Turn everything from the line containing "Objective: provide one point per instance of the hazy" down to the end of the records into a JSON list of strings, with one string per line and any blank lines left out.

────

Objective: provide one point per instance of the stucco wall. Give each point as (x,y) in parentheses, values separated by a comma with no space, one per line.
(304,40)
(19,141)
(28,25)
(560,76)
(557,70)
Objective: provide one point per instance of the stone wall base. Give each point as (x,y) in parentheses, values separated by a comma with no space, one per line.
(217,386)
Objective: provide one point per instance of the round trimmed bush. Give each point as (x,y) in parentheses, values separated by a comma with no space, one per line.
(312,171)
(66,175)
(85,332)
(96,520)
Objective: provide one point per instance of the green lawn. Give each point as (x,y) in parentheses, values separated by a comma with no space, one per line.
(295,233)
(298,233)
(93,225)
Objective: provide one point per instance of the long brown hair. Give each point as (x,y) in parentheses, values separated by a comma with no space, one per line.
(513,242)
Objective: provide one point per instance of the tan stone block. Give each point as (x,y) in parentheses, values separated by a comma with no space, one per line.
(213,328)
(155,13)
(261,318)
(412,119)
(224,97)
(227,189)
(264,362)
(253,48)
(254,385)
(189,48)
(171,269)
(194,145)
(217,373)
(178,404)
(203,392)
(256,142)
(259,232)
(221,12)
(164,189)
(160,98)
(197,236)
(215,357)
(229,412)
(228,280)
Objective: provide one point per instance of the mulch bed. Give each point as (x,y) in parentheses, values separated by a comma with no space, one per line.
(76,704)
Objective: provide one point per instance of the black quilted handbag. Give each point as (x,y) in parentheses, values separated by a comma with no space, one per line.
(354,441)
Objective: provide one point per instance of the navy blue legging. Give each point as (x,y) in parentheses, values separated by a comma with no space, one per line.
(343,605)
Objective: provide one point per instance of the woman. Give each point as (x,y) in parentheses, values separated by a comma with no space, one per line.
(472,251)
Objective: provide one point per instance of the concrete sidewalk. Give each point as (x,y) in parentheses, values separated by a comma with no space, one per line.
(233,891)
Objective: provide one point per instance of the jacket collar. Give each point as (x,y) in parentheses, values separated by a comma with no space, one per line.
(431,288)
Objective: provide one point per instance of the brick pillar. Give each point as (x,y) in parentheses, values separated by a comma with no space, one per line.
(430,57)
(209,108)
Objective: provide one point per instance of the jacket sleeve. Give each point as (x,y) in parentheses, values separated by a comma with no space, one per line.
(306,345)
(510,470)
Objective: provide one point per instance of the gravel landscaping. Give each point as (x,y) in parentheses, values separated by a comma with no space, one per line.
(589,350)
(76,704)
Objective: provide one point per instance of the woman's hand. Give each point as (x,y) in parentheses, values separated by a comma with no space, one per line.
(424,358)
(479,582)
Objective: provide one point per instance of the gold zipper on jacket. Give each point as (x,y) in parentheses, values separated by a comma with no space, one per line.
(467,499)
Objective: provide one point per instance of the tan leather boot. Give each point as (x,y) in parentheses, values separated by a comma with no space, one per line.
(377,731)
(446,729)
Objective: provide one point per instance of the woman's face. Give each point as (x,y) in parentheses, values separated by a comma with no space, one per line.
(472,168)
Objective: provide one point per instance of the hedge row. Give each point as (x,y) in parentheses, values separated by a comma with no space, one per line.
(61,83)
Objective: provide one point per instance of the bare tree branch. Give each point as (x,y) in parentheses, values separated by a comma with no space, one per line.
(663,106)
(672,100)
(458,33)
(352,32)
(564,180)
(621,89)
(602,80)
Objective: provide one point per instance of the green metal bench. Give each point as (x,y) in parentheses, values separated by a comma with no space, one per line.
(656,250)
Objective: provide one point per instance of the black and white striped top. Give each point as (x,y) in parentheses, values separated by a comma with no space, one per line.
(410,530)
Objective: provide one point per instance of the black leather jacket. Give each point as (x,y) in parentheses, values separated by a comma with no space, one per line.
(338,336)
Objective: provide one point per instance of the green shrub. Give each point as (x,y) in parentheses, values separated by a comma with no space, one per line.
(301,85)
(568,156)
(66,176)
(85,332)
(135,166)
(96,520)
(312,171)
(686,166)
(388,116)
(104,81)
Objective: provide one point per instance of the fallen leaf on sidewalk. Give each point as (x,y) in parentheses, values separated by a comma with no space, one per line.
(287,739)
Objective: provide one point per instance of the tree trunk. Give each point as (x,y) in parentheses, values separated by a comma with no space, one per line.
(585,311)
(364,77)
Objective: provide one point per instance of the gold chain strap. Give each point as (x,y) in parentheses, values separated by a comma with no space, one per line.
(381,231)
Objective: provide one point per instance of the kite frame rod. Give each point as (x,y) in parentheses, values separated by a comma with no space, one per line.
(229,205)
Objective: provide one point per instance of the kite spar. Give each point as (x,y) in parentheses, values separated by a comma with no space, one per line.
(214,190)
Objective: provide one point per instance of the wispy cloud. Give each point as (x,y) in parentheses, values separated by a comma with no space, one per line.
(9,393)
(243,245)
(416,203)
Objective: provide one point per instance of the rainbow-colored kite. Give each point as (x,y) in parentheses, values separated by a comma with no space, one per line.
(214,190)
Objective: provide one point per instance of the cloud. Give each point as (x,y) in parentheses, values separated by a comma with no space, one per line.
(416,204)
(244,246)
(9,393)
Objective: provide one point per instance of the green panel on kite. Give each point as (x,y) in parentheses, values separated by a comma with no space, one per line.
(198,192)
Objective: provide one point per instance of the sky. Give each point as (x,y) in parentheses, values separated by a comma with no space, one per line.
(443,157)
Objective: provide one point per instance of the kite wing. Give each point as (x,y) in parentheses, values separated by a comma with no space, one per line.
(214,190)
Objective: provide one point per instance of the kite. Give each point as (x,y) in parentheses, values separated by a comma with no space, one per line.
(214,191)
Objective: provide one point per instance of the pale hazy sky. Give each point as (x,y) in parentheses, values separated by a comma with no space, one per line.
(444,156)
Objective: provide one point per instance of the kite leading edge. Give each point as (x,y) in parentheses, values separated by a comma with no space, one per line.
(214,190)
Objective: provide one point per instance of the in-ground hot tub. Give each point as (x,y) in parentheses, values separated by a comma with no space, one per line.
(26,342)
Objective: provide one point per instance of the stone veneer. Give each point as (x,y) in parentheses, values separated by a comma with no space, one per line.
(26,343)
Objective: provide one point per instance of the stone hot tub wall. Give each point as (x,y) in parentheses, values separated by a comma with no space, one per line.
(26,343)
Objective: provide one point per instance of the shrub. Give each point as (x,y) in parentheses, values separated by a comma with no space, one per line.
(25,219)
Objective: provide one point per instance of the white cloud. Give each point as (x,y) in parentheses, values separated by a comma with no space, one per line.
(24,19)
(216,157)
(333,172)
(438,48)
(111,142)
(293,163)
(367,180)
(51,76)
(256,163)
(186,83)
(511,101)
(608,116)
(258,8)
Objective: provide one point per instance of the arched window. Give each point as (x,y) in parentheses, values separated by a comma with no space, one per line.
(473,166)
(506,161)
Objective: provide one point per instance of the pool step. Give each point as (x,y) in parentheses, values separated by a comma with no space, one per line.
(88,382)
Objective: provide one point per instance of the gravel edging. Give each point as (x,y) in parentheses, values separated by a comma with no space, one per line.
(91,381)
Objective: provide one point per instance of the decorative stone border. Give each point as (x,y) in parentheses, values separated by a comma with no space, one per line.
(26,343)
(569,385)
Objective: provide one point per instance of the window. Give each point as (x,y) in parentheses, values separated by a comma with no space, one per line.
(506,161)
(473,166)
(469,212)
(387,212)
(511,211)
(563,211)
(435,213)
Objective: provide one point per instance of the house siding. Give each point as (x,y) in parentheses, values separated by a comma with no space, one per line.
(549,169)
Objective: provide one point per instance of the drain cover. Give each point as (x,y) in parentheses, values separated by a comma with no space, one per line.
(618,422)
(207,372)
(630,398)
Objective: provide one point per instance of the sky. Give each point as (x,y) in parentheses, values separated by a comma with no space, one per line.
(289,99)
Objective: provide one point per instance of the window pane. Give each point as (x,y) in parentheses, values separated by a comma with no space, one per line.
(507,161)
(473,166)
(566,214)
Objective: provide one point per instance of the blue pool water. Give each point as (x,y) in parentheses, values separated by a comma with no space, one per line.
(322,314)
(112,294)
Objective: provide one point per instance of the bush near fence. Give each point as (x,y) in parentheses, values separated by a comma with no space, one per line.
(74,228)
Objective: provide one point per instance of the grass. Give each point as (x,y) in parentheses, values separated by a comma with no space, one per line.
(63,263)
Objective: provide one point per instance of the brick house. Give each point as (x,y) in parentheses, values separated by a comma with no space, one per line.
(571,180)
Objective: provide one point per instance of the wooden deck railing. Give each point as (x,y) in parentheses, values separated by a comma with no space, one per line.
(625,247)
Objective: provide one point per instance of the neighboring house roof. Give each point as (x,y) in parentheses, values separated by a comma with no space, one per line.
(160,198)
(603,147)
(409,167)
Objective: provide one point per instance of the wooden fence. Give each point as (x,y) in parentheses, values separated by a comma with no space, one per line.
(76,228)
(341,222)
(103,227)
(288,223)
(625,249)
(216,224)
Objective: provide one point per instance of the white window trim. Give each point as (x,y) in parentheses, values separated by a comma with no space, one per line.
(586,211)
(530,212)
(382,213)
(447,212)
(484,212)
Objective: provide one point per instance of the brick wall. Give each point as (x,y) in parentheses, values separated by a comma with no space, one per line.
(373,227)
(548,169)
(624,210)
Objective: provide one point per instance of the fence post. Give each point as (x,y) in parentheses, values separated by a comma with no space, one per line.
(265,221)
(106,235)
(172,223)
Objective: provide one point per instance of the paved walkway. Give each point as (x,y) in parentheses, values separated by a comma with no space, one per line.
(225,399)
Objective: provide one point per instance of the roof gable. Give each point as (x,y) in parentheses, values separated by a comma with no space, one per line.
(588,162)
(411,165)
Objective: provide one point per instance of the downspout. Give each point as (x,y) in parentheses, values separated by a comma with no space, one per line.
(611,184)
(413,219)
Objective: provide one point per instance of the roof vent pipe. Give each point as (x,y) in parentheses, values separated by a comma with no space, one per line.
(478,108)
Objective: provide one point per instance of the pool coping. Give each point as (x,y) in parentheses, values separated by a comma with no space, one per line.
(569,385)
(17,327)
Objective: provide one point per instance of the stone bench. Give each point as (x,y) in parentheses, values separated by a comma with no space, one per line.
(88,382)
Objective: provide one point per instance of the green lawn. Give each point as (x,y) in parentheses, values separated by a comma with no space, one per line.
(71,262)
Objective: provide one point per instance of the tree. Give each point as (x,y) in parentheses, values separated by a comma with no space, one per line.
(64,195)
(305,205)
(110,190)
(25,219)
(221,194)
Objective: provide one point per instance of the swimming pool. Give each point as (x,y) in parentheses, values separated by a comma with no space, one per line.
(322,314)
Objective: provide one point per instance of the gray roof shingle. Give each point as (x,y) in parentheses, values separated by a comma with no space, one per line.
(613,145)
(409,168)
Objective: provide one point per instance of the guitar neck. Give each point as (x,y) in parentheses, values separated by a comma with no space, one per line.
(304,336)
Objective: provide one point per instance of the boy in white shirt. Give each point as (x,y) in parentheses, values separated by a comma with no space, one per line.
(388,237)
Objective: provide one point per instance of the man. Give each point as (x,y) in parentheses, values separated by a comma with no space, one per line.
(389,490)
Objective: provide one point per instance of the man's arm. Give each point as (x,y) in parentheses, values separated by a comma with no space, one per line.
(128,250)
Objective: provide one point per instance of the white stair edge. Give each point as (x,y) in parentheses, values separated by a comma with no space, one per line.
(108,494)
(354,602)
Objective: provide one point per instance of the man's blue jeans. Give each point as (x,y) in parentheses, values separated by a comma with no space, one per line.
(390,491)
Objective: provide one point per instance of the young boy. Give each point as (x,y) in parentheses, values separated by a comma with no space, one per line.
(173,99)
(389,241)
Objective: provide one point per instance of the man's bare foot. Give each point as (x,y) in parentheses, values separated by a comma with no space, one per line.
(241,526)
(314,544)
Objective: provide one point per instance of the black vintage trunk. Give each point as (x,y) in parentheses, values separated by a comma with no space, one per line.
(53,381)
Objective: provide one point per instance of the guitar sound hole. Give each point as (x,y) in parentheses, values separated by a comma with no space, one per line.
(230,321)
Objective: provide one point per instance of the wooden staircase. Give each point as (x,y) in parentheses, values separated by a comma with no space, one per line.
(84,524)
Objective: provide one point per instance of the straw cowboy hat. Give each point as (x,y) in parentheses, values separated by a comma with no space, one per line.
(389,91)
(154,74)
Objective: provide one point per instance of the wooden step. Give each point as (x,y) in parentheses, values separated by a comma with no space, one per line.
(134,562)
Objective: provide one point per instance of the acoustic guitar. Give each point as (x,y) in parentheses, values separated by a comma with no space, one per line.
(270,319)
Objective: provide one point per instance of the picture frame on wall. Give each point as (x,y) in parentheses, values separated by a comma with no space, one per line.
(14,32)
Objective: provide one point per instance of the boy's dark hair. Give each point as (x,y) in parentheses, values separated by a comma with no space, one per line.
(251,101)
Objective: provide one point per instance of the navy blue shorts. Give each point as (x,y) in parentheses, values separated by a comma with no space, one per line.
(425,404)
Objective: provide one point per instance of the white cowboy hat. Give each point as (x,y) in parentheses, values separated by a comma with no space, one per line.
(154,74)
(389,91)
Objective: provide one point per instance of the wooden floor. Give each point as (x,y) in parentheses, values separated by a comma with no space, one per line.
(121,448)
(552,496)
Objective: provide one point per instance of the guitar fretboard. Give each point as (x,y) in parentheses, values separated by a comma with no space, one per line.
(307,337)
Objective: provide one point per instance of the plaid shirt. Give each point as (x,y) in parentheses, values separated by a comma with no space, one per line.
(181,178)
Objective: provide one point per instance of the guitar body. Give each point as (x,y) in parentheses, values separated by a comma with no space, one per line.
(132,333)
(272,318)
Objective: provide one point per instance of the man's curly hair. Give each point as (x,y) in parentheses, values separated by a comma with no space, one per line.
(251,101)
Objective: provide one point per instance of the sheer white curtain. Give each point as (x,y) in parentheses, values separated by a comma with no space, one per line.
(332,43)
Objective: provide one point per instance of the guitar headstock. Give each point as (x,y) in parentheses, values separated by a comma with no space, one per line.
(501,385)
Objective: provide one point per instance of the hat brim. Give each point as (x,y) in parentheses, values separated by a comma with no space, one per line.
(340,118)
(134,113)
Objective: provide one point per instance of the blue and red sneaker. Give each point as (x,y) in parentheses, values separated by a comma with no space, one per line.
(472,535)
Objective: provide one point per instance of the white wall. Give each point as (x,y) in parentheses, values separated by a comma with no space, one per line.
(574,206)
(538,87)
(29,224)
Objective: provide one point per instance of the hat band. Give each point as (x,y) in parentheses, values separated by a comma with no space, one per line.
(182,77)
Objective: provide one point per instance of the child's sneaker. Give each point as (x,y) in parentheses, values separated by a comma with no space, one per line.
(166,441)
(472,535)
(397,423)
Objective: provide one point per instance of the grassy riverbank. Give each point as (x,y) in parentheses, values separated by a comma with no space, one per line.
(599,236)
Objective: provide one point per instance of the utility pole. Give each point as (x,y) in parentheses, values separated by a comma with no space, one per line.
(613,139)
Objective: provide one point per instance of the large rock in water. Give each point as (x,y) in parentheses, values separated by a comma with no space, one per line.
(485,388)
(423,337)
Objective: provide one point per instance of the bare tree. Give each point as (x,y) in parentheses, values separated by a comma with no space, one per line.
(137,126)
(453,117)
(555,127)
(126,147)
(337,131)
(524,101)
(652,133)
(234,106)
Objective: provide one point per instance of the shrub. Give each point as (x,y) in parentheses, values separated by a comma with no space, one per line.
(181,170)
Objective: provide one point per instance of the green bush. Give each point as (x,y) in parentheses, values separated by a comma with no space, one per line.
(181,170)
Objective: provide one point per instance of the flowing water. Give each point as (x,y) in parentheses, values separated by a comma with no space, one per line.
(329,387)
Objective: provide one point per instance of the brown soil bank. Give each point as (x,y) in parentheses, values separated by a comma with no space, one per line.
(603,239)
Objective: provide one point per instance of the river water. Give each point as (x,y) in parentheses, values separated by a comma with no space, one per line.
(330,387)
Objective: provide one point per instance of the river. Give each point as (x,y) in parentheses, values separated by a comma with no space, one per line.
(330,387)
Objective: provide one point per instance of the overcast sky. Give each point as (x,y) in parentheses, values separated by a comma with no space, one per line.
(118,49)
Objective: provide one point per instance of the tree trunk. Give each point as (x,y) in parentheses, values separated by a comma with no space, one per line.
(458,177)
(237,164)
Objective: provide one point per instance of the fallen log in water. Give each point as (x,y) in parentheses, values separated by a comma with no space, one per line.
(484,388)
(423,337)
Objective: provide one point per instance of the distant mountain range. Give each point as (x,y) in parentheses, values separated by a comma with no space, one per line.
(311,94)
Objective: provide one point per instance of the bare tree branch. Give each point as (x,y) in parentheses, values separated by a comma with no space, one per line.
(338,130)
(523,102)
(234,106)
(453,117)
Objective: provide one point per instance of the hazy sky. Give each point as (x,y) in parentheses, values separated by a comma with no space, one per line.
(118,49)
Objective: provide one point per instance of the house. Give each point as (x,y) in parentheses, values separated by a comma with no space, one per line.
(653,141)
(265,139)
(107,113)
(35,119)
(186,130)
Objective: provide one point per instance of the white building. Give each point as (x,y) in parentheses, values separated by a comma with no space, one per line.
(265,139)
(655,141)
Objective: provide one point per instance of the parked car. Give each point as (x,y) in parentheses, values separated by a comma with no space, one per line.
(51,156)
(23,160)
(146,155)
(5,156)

────

• [EXERCISE SOLUTION]
[
  "Objective: provide one point per instance of the hazy sky. Give each point as (x,y) in parentheses, values separated by a comma with no space, one per line.",
  "(118,49)",
  "Objective: provide one point per instance of the house. Give each point as (x,y) in parentheses, values separated by a comma with no space, one per line.",
  "(653,141)",
  "(265,139)",
  "(107,113)",
  "(35,119)",
  "(186,130)",
  "Objective: provide one point per instance of the white building. Give each point as (x,y) in parentheses, values separated by a comma with no space, one per line.",
  "(265,139)",
  "(655,141)",
  "Objective: provide one point per instance of the parked car. Give each point as (x,y) in parentheses, values separated by a comma with no space, one per line.",
  "(51,156)",
  "(23,160)",
  "(146,155)",
  "(5,156)"
]